[Phrase grounding data]
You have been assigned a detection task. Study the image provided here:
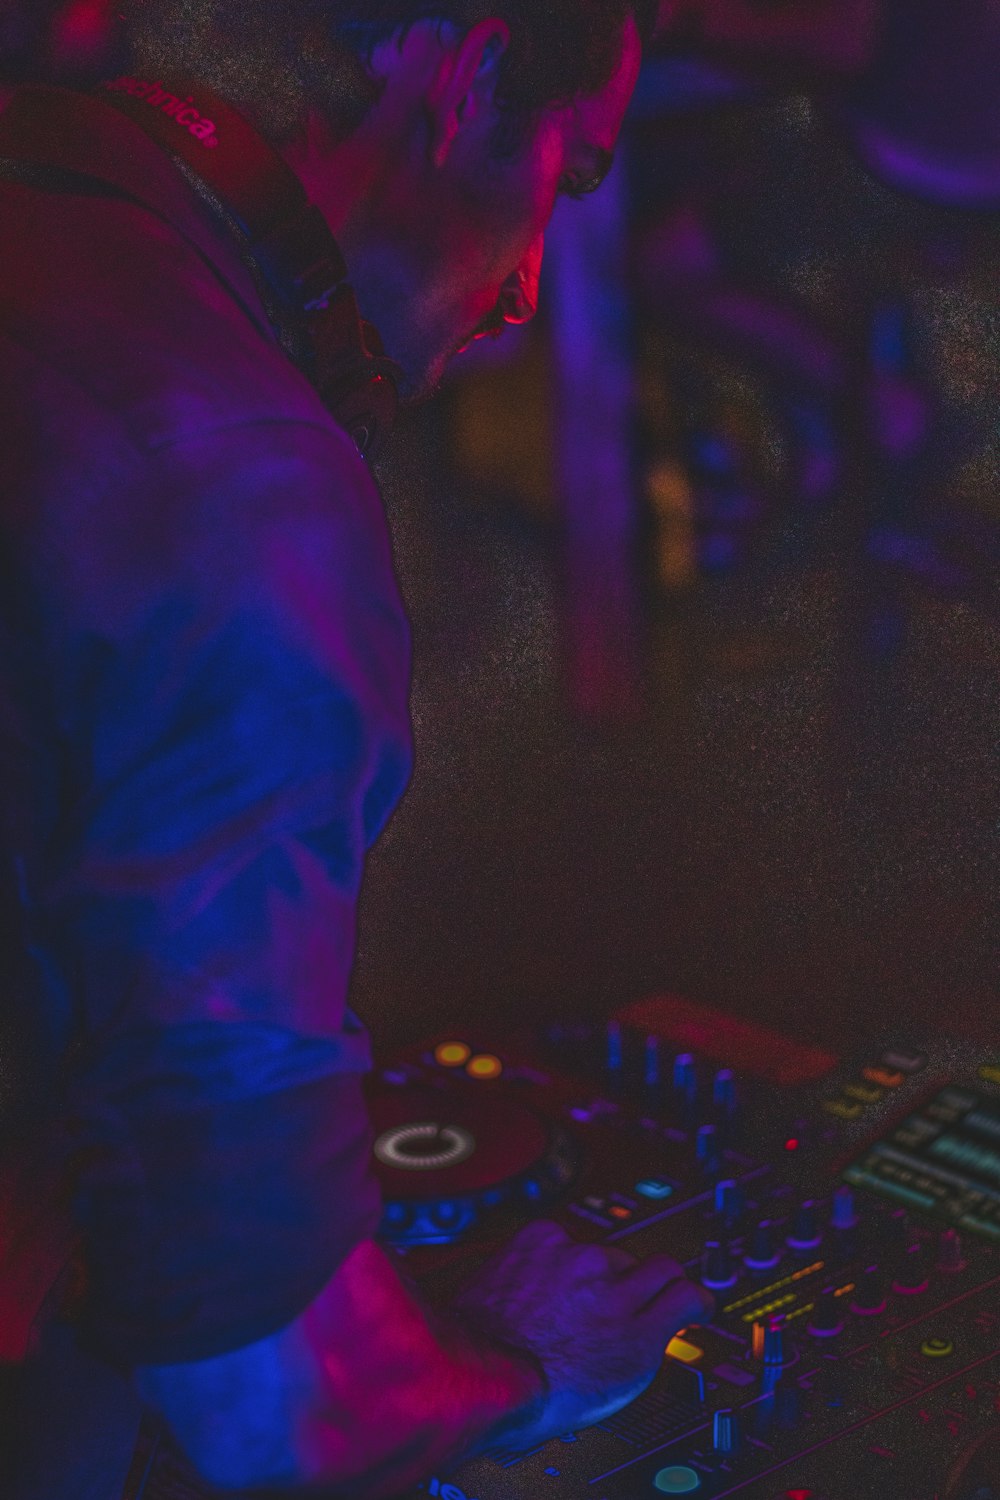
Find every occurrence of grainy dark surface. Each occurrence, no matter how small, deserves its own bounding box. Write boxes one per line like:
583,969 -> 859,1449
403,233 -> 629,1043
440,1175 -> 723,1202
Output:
354,411 -> 998,1063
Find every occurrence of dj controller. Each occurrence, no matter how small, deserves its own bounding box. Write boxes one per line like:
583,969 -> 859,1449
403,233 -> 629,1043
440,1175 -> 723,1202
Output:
129,996 -> 1000,1500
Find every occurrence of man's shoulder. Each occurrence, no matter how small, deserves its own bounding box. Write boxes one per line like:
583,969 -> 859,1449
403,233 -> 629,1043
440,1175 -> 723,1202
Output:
0,169 -> 338,455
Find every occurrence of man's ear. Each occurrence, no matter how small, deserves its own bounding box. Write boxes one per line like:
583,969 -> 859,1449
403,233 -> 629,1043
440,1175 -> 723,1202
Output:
428,17 -> 511,168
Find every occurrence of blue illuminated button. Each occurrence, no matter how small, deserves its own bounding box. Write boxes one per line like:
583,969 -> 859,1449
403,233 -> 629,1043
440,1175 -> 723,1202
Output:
653,1467 -> 701,1493
637,1178 -> 674,1200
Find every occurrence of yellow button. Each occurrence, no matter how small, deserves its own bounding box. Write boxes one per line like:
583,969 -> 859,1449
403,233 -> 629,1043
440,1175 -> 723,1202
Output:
435,1042 -> 472,1067
980,1065 -> 1000,1087
921,1337 -> 955,1359
844,1083 -> 883,1104
666,1335 -> 704,1364
823,1099 -> 864,1120
466,1054 -> 503,1080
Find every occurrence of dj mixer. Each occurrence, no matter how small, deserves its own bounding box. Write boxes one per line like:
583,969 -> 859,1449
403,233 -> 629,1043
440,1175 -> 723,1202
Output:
128,996 -> 1000,1500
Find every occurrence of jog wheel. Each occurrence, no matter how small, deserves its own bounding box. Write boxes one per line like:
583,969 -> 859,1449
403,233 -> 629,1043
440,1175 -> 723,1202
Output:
369,1083 -> 578,1246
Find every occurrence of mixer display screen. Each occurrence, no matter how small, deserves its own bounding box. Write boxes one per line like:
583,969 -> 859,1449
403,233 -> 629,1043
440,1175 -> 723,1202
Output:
845,1086 -> 1000,1240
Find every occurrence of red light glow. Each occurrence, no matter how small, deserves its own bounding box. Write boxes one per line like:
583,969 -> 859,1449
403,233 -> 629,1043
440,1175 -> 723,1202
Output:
784,1137 -> 800,1151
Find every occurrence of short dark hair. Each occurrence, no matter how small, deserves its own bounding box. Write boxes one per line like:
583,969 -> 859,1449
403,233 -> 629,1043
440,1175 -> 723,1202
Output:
122,0 -> 656,149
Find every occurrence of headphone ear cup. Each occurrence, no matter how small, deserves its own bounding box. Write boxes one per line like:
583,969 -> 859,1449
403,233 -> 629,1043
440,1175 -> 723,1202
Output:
308,287 -> 401,459
321,367 -> 399,461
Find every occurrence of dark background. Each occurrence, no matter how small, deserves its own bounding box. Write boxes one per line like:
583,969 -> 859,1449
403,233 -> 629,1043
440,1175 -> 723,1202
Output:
354,80 -> 999,1063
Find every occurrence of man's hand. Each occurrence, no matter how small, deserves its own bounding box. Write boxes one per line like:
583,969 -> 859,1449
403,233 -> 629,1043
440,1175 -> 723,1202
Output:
138,1230 -> 712,1495
454,1219 -> 715,1449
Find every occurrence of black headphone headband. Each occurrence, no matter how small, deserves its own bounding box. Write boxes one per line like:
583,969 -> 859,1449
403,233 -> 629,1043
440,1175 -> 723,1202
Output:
99,75 -> 400,460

* WHAT IS REQUIRED:
Wherever a line of the records above contains the string "button", copy that line out.

* SOLUTION:
Find every occurrence of blue illuminated button. Each occurrence, no matter how small, deserves its own bounding box. Write boxes one per line like:
Find every occurrence of yellow button. Each occurrence, no matter how small, deserves its own bounding box. Write boxes one per line like:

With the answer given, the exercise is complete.